Restate all the entries exactly as they appear, apart from the pictures.

═══ Source information

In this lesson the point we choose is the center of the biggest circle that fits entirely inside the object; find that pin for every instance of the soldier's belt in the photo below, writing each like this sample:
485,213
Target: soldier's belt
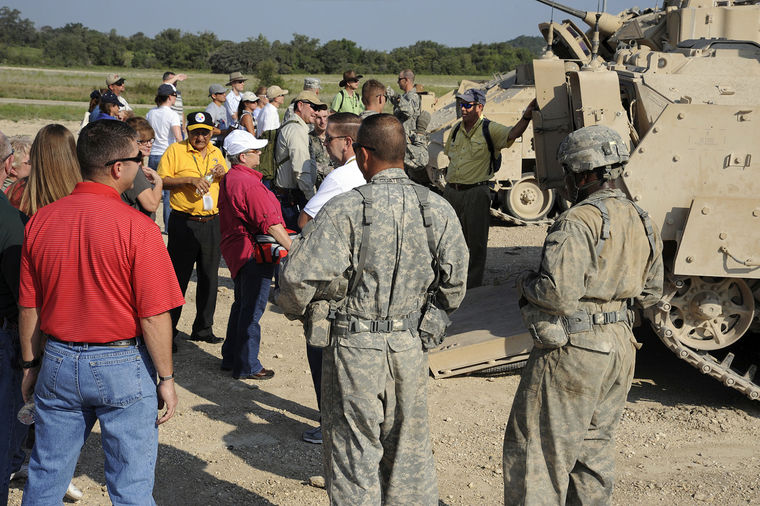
354,325
581,321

══════

_Problem solution:_
In this lesson the point we choose is the center of the biggest circle that fits entirely inside the object; find that pin for every instance of the soldier's belt in the photo below, writing each like this sample:
485,213
Target: soldier's belt
354,325
581,321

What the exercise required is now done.